Work request:
What is the number of lines in this data that contain the word "negative"? Give the number alone.

-- Opening Marker --

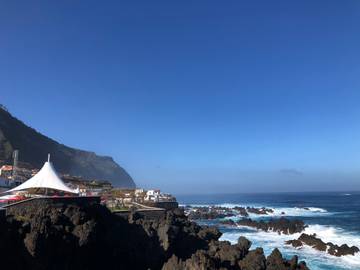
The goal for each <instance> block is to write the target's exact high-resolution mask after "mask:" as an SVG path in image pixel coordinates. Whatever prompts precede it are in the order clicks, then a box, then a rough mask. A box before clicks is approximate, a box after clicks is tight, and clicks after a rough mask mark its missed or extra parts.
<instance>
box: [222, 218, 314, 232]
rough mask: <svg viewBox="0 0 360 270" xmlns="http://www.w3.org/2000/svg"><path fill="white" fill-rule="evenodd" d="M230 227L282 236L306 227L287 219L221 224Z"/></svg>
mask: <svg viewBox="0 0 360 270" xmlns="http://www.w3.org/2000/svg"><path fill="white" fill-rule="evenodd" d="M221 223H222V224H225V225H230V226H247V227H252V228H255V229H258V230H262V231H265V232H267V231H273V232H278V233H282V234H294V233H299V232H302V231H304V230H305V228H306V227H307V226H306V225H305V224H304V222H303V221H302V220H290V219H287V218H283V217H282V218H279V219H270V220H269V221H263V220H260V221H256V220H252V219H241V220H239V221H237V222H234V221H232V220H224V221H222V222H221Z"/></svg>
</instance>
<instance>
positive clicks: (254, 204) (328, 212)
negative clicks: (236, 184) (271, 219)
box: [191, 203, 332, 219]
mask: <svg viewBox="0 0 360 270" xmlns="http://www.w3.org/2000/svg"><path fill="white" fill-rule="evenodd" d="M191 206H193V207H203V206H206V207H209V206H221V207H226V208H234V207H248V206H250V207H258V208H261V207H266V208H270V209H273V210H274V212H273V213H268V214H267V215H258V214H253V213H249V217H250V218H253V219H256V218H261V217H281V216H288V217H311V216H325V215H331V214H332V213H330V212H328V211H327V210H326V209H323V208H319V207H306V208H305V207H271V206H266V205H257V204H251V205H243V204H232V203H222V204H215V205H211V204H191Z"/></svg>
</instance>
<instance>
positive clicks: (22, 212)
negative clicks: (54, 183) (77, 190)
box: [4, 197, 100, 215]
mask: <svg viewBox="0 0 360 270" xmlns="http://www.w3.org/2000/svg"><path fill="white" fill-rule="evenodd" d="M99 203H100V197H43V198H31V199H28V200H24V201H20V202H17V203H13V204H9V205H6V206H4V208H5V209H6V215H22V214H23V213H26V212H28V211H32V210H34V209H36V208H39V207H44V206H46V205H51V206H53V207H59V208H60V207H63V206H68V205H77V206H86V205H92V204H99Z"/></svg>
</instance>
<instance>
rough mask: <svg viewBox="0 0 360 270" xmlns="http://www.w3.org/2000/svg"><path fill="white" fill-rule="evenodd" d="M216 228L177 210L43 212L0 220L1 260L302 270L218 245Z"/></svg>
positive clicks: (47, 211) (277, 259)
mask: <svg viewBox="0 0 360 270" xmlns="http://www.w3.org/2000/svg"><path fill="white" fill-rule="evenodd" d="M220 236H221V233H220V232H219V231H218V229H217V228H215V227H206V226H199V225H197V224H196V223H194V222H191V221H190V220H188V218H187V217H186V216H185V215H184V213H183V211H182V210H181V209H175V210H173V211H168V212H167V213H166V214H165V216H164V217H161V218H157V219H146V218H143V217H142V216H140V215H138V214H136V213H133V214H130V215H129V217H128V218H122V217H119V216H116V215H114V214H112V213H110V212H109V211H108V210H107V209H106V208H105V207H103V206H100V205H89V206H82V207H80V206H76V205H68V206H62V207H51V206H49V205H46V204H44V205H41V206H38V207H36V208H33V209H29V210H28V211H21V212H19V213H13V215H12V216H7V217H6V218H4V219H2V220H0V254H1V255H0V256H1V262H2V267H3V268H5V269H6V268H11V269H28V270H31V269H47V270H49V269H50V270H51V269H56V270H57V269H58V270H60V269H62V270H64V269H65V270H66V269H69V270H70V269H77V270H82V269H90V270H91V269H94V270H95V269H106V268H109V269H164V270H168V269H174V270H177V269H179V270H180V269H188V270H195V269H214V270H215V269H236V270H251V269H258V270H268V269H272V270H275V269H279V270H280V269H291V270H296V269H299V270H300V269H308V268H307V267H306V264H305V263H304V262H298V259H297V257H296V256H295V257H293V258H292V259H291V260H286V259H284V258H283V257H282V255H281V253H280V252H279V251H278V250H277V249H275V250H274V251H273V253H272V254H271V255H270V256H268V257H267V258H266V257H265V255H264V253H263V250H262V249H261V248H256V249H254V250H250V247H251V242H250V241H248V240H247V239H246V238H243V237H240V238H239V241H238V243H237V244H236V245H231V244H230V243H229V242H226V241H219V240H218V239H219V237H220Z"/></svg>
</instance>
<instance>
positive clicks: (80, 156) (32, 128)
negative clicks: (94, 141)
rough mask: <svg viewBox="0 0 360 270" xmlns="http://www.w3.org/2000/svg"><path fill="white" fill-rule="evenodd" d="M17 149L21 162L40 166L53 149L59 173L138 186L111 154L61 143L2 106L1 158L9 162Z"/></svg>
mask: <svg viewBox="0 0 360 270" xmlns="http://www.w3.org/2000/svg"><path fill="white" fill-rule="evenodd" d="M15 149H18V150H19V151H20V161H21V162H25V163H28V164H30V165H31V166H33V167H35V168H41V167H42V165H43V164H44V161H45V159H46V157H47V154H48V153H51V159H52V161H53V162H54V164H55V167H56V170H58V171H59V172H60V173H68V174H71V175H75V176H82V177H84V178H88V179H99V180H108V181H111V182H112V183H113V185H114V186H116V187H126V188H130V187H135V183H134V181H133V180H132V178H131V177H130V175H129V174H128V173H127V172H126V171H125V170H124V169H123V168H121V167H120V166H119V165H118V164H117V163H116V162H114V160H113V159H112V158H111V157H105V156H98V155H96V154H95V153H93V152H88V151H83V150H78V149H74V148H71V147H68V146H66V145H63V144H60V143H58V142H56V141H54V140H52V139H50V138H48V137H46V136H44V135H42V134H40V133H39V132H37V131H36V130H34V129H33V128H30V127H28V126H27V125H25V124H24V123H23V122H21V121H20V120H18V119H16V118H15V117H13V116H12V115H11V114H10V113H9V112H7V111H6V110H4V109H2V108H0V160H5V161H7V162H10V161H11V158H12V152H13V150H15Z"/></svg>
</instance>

-- Closing Marker --

Task result:
3